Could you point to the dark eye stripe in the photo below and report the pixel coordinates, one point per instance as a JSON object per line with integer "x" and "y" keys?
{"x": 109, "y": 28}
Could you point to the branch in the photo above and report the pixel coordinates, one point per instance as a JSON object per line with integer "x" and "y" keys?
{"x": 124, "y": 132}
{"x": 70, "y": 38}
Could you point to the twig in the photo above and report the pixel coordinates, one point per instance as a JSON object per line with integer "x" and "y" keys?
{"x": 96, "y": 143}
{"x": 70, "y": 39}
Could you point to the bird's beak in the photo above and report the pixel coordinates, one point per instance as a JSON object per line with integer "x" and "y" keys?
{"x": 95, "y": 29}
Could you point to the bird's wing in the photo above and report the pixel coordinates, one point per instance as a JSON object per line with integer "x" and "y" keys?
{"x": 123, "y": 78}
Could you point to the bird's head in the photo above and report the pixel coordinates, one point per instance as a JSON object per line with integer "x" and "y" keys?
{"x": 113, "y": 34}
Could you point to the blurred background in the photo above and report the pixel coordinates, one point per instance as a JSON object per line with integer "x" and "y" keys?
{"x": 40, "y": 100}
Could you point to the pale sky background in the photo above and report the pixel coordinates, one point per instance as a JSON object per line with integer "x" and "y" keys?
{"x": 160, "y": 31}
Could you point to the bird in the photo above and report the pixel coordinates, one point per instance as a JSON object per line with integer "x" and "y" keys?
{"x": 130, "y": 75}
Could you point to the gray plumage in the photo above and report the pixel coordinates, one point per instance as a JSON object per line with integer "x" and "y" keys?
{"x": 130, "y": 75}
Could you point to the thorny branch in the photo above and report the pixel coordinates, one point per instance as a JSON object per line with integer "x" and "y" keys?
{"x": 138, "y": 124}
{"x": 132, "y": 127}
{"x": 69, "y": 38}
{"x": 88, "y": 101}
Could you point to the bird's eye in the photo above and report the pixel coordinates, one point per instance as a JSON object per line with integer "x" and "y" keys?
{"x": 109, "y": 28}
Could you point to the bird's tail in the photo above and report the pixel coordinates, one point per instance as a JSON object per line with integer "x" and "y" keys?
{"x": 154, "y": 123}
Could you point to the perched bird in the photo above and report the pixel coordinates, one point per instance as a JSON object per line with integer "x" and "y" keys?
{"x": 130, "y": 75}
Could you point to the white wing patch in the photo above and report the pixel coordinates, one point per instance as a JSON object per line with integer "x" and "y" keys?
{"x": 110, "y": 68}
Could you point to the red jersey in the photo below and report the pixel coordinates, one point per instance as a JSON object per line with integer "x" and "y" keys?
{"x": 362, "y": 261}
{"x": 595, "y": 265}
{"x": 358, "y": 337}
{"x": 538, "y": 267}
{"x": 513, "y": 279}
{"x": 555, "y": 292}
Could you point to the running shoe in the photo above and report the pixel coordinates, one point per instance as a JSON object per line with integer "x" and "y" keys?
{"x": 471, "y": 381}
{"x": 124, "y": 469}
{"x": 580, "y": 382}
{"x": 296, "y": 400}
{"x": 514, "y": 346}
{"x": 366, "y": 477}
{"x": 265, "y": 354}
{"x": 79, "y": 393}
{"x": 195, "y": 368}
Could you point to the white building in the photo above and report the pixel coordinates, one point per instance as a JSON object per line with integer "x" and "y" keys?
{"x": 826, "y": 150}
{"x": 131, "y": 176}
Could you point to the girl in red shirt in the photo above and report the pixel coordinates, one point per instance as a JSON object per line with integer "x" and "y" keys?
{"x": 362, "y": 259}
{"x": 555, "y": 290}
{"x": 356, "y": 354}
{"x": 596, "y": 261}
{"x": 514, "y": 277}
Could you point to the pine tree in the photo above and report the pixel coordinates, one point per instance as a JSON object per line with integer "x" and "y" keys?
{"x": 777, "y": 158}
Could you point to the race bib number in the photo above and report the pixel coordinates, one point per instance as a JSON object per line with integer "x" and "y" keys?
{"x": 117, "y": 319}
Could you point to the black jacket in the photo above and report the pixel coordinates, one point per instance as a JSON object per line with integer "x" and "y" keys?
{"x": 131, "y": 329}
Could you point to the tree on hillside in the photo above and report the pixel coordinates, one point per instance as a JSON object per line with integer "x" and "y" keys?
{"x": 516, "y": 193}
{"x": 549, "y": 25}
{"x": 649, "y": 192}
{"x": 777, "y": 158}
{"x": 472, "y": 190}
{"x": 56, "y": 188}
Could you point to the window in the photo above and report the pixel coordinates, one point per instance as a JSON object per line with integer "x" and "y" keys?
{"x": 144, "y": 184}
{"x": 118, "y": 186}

WORK TO BE COMPLETED ▸
A faithful transcription of all the material is what this exercise calls for.

PROBLEM SOLUTION ▸
Could you point to the dark eye stripe in the photo below and report the pixel coordinates, one point per instance as a JSON object per line with integer "x" and "y" keys?
{"x": 109, "y": 28}
Could you point to the branch in the photo above and report the pixel coordinates, one point per instance as a JSON object per line with integer "x" and "y" keys?
{"x": 124, "y": 132}
{"x": 70, "y": 38}
Could you point to the twig in the photo above and report the pixel coordinates, one point per instance as a JSON object per line with integer "x" and "y" keys?
{"x": 96, "y": 143}
{"x": 70, "y": 39}
Could you point to the bird's beak in the photo above and report the pixel coordinates, one point per instance as a JSON object per line with integer "x" and "y" keys?
{"x": 95, "y": 29}
Could you point to the bird's wing in the photo above and report the pixel coordinates, one point per instance as a JSON object per line with integer "x" and "y" keys?
{"x": 123, "y": 78}
Could you point to the bird's head in the photo above and report the pixel coordinates, one point per instance as a JSON object per line with integer "x" and "y" keys?
{"x": 113, "y": 34}
Could you point to the blurred background in the photo above and report the pixel coordinates, one point per instance as a JSON object per line with integer "x" and "y" keys?
{"x": 40, "y": 100}
Could you point to the pale sky background in the photo above and report the pixel coordinates, one point per instance as a JSON object per line with integer "x" and "y" keys?
{"x": 160, "y": 31}
Could you point to the bird in the photo above and report the pixel coordinates, one point per instance as a JSON object per line with integer "x" and "y" keys?
{"x": 130, "y": 75}
Could you point to the gray plumage in the photo above and report the pixel coordinates, one point per instance as a JSON object per line with integer "x" and "y" keys?
{"x": 130, "y": 75}
Could you point to the thorny branch in the photo above and report the pixel coordinates, one point per instance as a JSON object per line with integer "x" and "y" keys?
{"x": 138, "y": 124}
{"x": 132, "y": 127}
{"x": 69, "y": 38}
{"x": 88, "y": 101}
Could you point to the bird's eye in the photo above and report the pixel coordinates, one point per instance as a JSON object per line with integer "x" and "y" keys?
{"x": 109, "y": 28}
Could you point to the bird's tail in the photo above and report the pixel coordinates, one point per instance as a JSON object per line with integer "x" and "y" keys?
{"x": 154, "y": 123}
Could you point to the perched bird in the photo above and report the pixel coordinates, one point per instance as a JSON object per line with integer "x" and "y" keys?
{"x": 130, "y": 75}
Could you point to the white wing patch in the photo above and report the pixel coordinates, one point per instance as a JSON object per line with integer "x" and "y" keys?
{"x": 110, "y": 68}
Could you point to the red jersey in the photo below and report the pixel coordinates, one point per instance as a JSON object per line with integer "x" and "y" keys?
{"x": 362, "y": 261}
{"x": 595, "y": 265}
{"x": 358, "y": 337}
{"x": 538, "y": 267}
{"x": 513, "y": 279}
{"x": 555, "y": 292}
Could you point to the running shoe in the photo above and report the pixel coordinates, one point per instance as a JSON object per line with integer "x" and "y" keys?
{"x": 471, "y": 381}
{"x": 124, "y": 469}
{"x": 580, "y": 382}
{"x": 296, "y": 400}
{"x": 514, "y": 346}
{"x": 366, "y": 477}
{"x": 265, "y": 354}
{"x": 79, "y": 393}
{"x": 195, "y": 368}
Could you point to the white building in the photo above and report the pixel coordinates, one point per instance as a JSON object per line with integer "x" and "y" keys?
{"x": 826, "y": 150}
{"x": 131, "y": 176}
Could you point to the girl in red shirt in the photo above and report the pixel coordinates, one point per instance as a JSON object per line with integer "x" and "y" keys?
{"x": 362, "y": 259}
{"x": 555, "y": 290}
{"x": 356, "y": 354}
{"x": 596, "y": 261}
{"x": 514, "y": 277}
Could you point to the pine tree in the photo above and report the pixel coordinates, one point per instance as a JSON object per line with integer "x" and "y" keys?
{"x": 777, "y": 158}
Could you point to the race bib number in the photo above and report the pixel coordinates, one point per instance as a JSON object per line with integer "x" and "y" keys?
{"x": 117, "y": 319}
Could you point to the black jacket in the photo above and report the pixel coordinates, one point per instance as a JSON object per line with integer "x" and "y" keys?
{"x": 131, "y": 329}
Could you point to the tree on hillside in the photo above and report the pixel coordinates, one point per instance as a JSON object per line with integer "x" and "y" keys?
{"x": 516, "y": 193}
{"x": 549, "y": 25}
{"x": 649, "y": 192}
{"x": 777, "y": 158}
{"x": 472, "y": 190}
{"x": 56, "y": 188}
Could you point to the window in the photo above and report the pixel coordinates, one point per instance as a JSON object per line with integer "x" and "y" keys?
{"x": 144, "y": 184}
{"x": 118, "y": 186}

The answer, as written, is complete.